Supplied material:
--------------------

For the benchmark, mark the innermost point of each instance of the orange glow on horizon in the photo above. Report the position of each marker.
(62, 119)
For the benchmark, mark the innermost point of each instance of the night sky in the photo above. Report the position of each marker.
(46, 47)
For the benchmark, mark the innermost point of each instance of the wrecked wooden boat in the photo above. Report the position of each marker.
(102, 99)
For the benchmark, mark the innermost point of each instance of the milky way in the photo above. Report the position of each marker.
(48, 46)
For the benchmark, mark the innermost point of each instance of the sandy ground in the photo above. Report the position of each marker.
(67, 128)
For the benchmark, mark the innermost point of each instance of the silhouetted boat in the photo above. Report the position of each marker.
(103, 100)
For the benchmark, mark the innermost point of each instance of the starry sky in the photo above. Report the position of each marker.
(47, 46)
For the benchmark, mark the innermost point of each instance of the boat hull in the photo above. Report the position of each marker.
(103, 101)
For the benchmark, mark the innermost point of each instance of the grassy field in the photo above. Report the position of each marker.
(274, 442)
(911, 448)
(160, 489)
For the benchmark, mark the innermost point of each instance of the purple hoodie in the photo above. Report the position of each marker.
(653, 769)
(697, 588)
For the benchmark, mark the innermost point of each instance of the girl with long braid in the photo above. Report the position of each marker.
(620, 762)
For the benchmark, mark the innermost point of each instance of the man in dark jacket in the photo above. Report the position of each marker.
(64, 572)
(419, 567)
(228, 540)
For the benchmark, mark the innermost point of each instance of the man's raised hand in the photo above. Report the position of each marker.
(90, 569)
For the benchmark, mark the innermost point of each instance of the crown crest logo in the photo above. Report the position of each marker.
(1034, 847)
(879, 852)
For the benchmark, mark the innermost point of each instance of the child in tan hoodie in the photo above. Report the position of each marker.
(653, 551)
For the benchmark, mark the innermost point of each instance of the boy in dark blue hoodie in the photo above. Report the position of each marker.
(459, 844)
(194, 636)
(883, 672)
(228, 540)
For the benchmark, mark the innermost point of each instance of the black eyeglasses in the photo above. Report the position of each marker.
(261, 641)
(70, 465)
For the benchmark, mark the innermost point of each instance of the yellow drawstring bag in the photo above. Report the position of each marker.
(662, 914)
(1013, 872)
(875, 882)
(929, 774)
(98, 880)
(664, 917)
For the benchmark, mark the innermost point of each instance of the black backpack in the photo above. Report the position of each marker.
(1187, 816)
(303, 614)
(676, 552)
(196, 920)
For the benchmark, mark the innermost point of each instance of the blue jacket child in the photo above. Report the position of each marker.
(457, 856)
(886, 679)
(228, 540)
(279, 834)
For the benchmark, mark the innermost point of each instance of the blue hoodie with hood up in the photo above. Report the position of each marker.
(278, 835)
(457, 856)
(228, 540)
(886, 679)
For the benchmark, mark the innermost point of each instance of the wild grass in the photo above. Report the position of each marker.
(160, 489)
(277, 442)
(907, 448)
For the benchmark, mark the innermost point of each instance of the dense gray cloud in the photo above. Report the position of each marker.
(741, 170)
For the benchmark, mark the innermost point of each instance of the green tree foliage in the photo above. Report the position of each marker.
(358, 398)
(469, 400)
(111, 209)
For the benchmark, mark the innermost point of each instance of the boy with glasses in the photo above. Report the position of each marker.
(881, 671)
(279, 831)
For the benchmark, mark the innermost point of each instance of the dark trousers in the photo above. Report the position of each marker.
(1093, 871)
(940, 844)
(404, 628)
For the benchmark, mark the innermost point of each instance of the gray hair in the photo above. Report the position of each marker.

--------------------

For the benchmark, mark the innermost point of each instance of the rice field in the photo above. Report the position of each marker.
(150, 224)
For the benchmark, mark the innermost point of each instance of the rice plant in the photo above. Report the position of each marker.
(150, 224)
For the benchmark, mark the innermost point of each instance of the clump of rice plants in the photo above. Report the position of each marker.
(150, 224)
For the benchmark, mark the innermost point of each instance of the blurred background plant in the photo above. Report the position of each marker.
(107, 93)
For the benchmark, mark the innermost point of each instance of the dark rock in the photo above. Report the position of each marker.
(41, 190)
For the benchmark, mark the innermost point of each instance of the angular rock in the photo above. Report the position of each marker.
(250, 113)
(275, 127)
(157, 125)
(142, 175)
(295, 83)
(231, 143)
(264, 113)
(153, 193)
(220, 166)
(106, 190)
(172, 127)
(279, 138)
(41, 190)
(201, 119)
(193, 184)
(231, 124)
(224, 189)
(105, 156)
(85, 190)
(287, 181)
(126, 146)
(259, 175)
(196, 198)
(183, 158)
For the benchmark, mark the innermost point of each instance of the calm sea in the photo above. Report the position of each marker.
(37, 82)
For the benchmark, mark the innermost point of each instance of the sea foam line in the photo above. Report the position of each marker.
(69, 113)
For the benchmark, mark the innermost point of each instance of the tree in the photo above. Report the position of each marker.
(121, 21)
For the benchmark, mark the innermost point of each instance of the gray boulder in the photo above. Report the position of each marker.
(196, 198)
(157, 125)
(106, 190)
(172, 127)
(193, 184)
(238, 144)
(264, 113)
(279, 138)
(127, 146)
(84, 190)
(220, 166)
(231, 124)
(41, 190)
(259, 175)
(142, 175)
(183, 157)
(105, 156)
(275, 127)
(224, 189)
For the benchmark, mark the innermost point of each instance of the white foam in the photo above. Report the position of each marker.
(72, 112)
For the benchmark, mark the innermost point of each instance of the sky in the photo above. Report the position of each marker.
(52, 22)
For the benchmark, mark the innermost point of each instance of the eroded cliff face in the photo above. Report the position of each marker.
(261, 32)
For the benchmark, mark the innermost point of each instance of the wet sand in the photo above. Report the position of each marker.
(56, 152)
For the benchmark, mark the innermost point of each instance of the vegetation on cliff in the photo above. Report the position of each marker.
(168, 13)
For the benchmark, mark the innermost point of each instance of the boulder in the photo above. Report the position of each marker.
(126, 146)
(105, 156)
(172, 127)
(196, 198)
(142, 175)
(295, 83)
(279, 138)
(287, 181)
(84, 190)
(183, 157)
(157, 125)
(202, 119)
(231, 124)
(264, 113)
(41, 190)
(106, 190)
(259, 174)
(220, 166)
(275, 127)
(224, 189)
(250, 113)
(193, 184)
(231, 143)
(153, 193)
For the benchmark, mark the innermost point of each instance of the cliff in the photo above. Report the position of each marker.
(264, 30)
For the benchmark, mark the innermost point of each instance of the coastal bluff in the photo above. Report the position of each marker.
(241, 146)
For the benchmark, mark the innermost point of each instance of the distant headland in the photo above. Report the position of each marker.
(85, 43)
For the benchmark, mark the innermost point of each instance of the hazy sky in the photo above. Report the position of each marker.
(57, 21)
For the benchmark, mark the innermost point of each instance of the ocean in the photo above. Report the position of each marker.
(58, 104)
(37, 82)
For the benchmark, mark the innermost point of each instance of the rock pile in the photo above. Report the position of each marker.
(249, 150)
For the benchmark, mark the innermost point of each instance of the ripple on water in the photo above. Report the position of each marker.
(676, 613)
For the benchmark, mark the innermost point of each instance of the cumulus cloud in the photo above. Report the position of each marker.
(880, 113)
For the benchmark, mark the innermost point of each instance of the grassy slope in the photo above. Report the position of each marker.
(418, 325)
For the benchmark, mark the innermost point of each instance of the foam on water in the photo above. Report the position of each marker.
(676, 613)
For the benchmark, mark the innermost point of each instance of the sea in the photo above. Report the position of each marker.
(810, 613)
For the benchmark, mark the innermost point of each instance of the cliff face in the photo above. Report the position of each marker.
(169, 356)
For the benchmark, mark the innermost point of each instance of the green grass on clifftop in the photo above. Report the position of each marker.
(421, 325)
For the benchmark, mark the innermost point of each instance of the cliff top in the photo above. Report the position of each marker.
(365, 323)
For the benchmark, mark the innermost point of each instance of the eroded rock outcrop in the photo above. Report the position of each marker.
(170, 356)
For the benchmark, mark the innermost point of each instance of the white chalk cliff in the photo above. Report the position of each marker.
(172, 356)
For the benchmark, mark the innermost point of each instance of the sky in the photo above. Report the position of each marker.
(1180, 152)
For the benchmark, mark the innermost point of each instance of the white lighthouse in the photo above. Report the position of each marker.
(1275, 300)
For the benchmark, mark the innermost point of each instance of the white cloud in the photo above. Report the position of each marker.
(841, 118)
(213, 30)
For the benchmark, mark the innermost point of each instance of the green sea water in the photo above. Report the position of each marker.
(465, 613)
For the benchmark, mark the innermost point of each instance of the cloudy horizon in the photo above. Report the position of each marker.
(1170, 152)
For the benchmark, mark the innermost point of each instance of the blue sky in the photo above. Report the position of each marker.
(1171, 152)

--------------------

Objective:
Rename "marker" to "pin" in everything from the line that contains "the white cloud" down to the line that contains "(1170, 152)", and give back only those lines with nothing else changed.

Exercise answer:
For the benchmark, mark the innermost point of each instance of the white cloud in the photo above. Report the position of each pin.
(841, 118)
(213, 30)
For the benchmark, mark the innermost point of each instance of the green sea water in the photo above. Report the position of each pin.
(465, 613)
For the benchmark, mark the innermost point of each instance of the cloudy horizon in the photo above. Report the position of each pin.
(1170, 152)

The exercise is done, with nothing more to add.